━━━━━ Extract ━━━━━

In 1954 the library acquired the rest of the building from the Minneapolis Park Board and renamed it Webber Park Library. In 1979 the field house was razed to make way for a new swimming pool and a new Webber Park Library was built in 1980.

Webber Park and 14 other libraries of Minneapolis Public Library were merged into the combined urban/suburban Hennepin County Library in 2008.

The 1980 structure began to fail in 2013 and was closed and razed. A temporary location opened in December 2013 at Camden Center, 4203 Webber Parkway. A new library building was built with a building project process of community engagement. The temporary location closed on April 29 and the new location on 4440 Humboldt Ave. N. opened on May 18, 2017.

The new library on Humboldt has an exterior includes a veneer of Lake Superior green granite, echoing the composition of the Victory Memorial Parkway sign that is nearby. Other materials include zinc panels and Douglas fir wood columns that support the porch canopies. Inside, wood-finish ceilings, granite accents and fir structural columns echo the look and feel of outdoor spaces, as well. Window walls bring natural light into the indoor spaces. The library's early literacy play space for the youngest readers also works to bring the outside in. Children can pretend they are at a ranger station, a veterinary office or anywhere their imaginations take them. Providing inviting indoor and outdoor reading and gathering spaces, the building has a wraparound porch, facing Humboldt Avenue North, which echoes the fronts of the homes in the neighborhood. The new library has twice the space of the 1980 structure and open hours increase from 3 to 6 days a week.

━━━━━ Listed records ━━━━━

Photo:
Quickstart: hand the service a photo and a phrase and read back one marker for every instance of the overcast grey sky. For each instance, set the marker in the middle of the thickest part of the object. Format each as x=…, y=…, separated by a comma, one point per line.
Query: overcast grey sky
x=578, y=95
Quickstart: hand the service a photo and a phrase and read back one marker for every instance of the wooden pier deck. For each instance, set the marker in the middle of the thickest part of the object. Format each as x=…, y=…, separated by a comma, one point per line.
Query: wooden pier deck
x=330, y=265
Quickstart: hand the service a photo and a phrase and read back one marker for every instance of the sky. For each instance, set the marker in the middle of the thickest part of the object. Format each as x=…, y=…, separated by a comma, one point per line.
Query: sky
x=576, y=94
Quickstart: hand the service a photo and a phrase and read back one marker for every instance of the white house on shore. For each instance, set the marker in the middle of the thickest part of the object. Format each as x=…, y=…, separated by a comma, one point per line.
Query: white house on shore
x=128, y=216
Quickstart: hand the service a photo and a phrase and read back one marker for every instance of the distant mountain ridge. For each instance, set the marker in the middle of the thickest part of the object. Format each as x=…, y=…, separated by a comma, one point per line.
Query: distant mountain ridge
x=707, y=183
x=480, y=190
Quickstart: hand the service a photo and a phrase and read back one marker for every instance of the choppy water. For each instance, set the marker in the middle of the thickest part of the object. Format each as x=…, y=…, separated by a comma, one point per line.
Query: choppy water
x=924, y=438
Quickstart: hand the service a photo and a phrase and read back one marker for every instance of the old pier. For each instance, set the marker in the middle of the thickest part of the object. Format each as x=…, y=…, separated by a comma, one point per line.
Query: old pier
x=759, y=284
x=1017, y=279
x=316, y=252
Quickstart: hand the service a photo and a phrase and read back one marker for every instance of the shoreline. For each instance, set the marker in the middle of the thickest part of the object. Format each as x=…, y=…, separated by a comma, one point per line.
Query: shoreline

━━━━━

Work order => In the Webber Park Library text, what reason is given for razing the field house in 1979?

Finished exercise => The field house was razed to make way for a new swimming pool.